● Task to carry out: Faithfully repeat all of the records, as they are written below.

[Items from a dataset]
================
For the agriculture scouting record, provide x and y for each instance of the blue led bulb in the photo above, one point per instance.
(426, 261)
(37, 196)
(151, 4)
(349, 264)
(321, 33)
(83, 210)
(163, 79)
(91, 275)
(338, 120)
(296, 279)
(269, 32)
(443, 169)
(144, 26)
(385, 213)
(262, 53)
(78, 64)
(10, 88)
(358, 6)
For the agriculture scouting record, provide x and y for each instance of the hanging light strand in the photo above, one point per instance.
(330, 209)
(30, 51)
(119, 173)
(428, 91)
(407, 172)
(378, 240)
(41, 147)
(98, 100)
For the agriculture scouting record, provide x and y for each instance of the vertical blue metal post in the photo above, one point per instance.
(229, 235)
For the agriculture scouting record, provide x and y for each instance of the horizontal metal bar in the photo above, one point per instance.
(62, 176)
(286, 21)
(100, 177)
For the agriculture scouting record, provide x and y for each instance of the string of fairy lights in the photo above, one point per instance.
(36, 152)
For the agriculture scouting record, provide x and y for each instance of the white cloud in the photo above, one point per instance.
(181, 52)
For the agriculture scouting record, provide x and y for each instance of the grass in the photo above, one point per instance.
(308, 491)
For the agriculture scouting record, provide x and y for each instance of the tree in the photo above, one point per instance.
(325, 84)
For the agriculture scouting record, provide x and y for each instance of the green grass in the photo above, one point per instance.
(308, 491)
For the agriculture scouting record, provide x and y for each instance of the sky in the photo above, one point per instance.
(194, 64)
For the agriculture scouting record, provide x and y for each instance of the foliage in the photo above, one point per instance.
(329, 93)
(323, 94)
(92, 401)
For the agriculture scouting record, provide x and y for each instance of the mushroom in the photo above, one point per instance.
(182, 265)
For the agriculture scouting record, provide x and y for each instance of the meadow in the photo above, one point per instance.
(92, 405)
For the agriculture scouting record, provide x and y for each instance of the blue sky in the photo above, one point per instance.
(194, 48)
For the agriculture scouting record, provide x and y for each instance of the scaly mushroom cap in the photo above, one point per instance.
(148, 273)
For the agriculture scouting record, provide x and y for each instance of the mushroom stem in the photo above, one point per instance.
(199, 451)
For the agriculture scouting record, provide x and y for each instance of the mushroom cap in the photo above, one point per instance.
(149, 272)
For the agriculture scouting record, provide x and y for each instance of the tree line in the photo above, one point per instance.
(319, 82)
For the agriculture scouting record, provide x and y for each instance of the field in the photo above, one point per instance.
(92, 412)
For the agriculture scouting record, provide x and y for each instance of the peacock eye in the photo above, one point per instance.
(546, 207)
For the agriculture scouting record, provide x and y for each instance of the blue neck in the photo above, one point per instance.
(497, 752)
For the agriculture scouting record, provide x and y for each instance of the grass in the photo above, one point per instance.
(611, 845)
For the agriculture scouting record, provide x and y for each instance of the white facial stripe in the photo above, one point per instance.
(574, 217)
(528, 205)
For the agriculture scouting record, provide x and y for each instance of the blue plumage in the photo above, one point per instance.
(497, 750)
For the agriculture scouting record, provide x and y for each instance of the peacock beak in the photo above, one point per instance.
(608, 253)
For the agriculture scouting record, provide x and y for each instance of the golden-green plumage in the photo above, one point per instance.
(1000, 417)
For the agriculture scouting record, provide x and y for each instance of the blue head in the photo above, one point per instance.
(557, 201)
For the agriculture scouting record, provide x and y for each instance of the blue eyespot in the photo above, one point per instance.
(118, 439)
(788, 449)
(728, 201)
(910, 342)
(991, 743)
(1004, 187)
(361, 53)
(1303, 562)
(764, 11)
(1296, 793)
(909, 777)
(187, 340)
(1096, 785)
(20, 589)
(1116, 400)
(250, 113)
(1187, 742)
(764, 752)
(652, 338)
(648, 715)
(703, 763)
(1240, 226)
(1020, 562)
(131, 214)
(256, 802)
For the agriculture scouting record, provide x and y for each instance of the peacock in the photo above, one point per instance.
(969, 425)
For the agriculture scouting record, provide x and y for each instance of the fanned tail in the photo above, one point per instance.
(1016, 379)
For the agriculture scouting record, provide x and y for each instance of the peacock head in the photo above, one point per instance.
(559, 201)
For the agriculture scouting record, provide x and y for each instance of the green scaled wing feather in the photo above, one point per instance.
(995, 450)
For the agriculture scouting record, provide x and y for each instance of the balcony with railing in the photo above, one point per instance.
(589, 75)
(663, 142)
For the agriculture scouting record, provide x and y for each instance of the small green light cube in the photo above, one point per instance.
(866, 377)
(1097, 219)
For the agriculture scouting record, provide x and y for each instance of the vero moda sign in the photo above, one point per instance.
================
● Output of the task:
For the agriculture scouting record, provide x and y for each instance of the blue led bulb in the photo above, one point per instance.
(426, 261)
(37, 196)
(151, 4)
(349, 264)
(321, 33)
(83, 210)
(163, 79)
(91, 275)
(338, 120)
(296, 279)
(269, 32)
(443, 169)
(144, 26)
(385, 213)
(262, 53)
(78, 64)
(10, 88)
(358, 6)
For the agriculture scouting record, provide x and y for each instance of the hanging light strand in the photo above, one point per instance.
(330, 209)
(30, 51)
(119, 173)
(428, 91)
(407, 172)
(378, 240)
(41, 147)
(98, 100)
For the agriculture scouting record, provide x and y for each instance of the vertical blue metal post in the photo above, one point per instance.
(229, 235)
For the agriculture scouting record, provide x and y for each instance of the horizontal metal bar in the photo above, one point per instance.
(62, 176)
(286, 21)
(100, 177)
For the agriculture scouting record, provide x and y for each instance of the string of fairy lights in the photo above, one point per instance.
(36, 152)
For the agriculture scouting record, provide x and y for each instance of the white cloud in the photo above, one point per instance.
(181, 52)
For the agriculture scouting record, provide x and y for each instance of the grass in the photo above, one point per instance.
(308, 491)
For the agriculture scouting record, provide x and y for each instance of the tree in the photo above, one point per instance.
(325, 84)
For the agriculture scouting record, provide x and y for each instance of the green grass in the photo above, one point per instance.
(308, 491)
For the agriculture scouting record, provide x and y for each instance of the sky in the photo above, one point per instance.
(194, 64)
For the agriculture scouting record, provide x and y for each instance of the foliage in the photo above, one point per instance.
(329, 93)
(323, 94)
(92, 401)
For the agriculture scouting record, provide x and y for each instance of the mushroom in the photo above, one point per instance.
(182, 265)
For the agriculture scouting record, provide x and y for each instance of the meadow in the photo above, one point per instance.
(92, 405)
For the agriculture scouting record, provide x and y for each instance of the blue sky in the photo above, one point per instance.
(194, 48)
For the agriculture scouting record, provide x and y for each instance of the scaly mushroom cap in the photo above, one point per instance.
(148, 273)
For the agriculture scouting record, provide x and y for each instance of the mushroom stem in the photo above, one point per instance.
(199, 451)
For the agriculture scouting record, provide x and y for each instance of the mushroom cap in the photo above, one point per instance.
(149, 272)
For the agriculture scouting record, provide x and y for each instance of the tree line in the photo above, one point per instance.
(319, 82)
For the agriculture scouting record, provide x and y for each instance of the field in the photo above, one point per instance.
(92, 412)
For the agriculture scouting record, provide x and y for each instance of the peacock eye in the photo above, one point per instance.
(546, 207)
For the agriculture scouting record, provide x and y for each instance of the blue neck in the photo above, one point per instance.
(497, 752)
For the agriculture scouting record, provide x and y for each instance of the grass in the photo above, one point per instance.
(611, 845)
For the agriculture scouting record, provide x and y for each instance of the white facial stripe in the photo above, one point per instance.
(574, 217)
(528, 205)
For the agriculture scouting record, provide x and y for each instance of the blue plumage in the photo above, one point per instance.
(497, 750)
For the agriculture scouting record, provide x and y for each instance of the peacock beak in the photo above, one point per instance.
(608, 253)
For the agriculture scouting record, provide x and y for each instance of the golden-green plumage in the photo above, one point per instance.
(1000, 417)
For the agriculture scouting record, provide x and y for each instance of the blue head in the photo above, one point per instance.
(557, 201)
For the agriculture scouting record, provide x and y for each instance of the blue eyespot in the photo above, one point per instance.
(118, 439)
(788, 449)
(728, 201)
(910, 342)
(991, 743)
(1004, 187)
(361, 53)
(1303, 562)
(764, 11)
(1296, 793)
(909, 777)
(187, 340)
(1096, 785)
(20, 589)
(1116, 400)
(250, 113)
(1187, 742)
(764, 752)
(652, 338)
(648, 715)
(703, 763)
(1240, 226)
(1020, 562)
(131, 214)
(256, 802)
For the agriculture scouting record, provide x and y for each instance of the peacock in the photo above, one point per instance.
(969, 425)
For the agriculture scouting record, provide x and y for each instance of the fanned tail in the photo above, one point per instance.
(1016, 379)
For the agriculture scouting record, provide x and y for each instance of the peacock head in the photo above, one point per instance.
(559, 201)
For the agriculture scouting record, provide x and y for each instance of the green scaled wing feather in the photo above, one point per instance.
(995, 450)
For the agriculture scouting record, provide x and y for each instance of the balcony with railing in the photo above, one point per instance.
(589, 75)
(663, 142)
For the agriculture scouting record, provide x and y for each instance of the small green light cube in the photo above, one point per instance.
(866, 377)
(1097, 219)
For the agriculture scouting record, provide x and y for each instance of the vero moda sign in the photo above, one point per instance.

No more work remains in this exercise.